WORK TASK
Please reproduce the data below exactly, from the first line to the last.

Data excerpts:
***

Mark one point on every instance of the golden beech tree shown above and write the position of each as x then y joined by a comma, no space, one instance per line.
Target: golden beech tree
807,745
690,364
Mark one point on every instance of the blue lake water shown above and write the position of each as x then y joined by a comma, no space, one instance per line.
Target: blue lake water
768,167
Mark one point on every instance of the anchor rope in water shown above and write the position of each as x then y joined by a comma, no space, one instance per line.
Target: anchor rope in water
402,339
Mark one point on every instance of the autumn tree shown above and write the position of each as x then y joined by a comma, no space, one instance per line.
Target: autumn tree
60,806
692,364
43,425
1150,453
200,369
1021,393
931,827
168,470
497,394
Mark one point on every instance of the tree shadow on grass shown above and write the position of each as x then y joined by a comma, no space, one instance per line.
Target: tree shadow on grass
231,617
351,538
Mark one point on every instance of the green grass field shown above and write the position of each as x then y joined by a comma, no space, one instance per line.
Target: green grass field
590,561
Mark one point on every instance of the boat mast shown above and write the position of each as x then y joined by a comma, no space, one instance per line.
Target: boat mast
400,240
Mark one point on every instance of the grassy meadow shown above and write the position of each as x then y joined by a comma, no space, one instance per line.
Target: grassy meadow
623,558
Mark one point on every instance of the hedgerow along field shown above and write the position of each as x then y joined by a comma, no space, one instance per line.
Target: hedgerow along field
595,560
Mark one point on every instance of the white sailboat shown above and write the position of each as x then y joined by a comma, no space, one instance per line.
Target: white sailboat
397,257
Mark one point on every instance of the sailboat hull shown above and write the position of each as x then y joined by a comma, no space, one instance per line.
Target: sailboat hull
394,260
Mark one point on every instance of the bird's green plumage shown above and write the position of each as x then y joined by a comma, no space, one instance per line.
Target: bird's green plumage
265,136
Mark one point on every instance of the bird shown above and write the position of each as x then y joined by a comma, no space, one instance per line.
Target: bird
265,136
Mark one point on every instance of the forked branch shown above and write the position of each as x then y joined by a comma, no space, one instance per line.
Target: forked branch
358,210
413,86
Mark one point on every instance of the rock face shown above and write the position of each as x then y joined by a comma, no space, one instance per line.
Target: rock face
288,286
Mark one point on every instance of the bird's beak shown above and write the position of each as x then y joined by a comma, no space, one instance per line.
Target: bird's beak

***

EXERCISE RESULT
Mark one point on every instance of the golden beech tree shown above and write the position of each as x then y joined by a comma, no space, one instance per line.
Target: golden beech tree
807,745
690,364
Mark one point on every instance of the blue lake water shown above and write the position of each as x then y joined by a comma, no space, one instance per line.
Target: blue lake water
768,167
Mark one point on every instance of the anchor rope in water shown above and write the position of each as x then y joined by a comma, no space, one instance per line.
Target: anchor rope in water
402,339
Mark one point on every instance of the autumn tree shown above and write the position of each as x then y joined by a comma, no space, one instance per line.
Target: autumn tree
60,806
692,364
43,425
1150,453
200,369
1021,393
931,827
168,470
497,394
Mark one point on every instance of the tree shadow on grass shown above and write the position of each as x then y joined by a comma, no space, one instance per line.
Target: tree shadow on grass
231,617
351,538
Mark one point on every instance of the green grass field shown above and write the position of each as x then y joined by a comma, no space, one instance per line.
Target: green grass field
590,561
Mark one point on every instance of the boat mast shown above and write the position of each as x then y joined by a comma, no space, one instance per line.
Target: boat mast
400,240
Mark one point on every instance of the grassy meadow shown above and write the position of each as x then y joined by a comma, no space, one instance per line.
Target: grassy meadow
623,558
Mark one point on every instance of the hedgerow along field shown above and write the position of each as x then y joined by a comma, no space, one instance per line.
Target: hedgerow along field
595,560
Mark one point on every instance of the white sailboat shown above and write the position of each as x then y joined by a comma, no space, one instance per line.
Target: white sailboat
397,257
Mark one point on every instance of the sailboat hull shown above and write the position of each as x then y joined by a comma, no space, one instance per line.
Target: sailboat hull
394,260
Mark one point on every instance of the bird's green plumage shown above and write the position of each as x then y joined by a comma, no space, one instance per line.
Target: bird's green plumage
265,136
Mark one point on every instance of the bird shown above and write the position of each as x then y joined by a comma, no space, one instance per line.
Target: bird
265,136
Mark one point on every instance of the forked branch shown above and write the position of each as x then y joined by a comma, no space, one instance per line.
Target: forked branch
358,210
413,86
Mark one point on every instance of the rock face shown above and write the position of each as x then y joined by a comma, no space, one instance per line.
Target: rock face
288,286
Mark one point on every instance of the bird's beak shown above and write the position of each as x then y joined by a comma, no space, one instance per line.
Target: bird's beak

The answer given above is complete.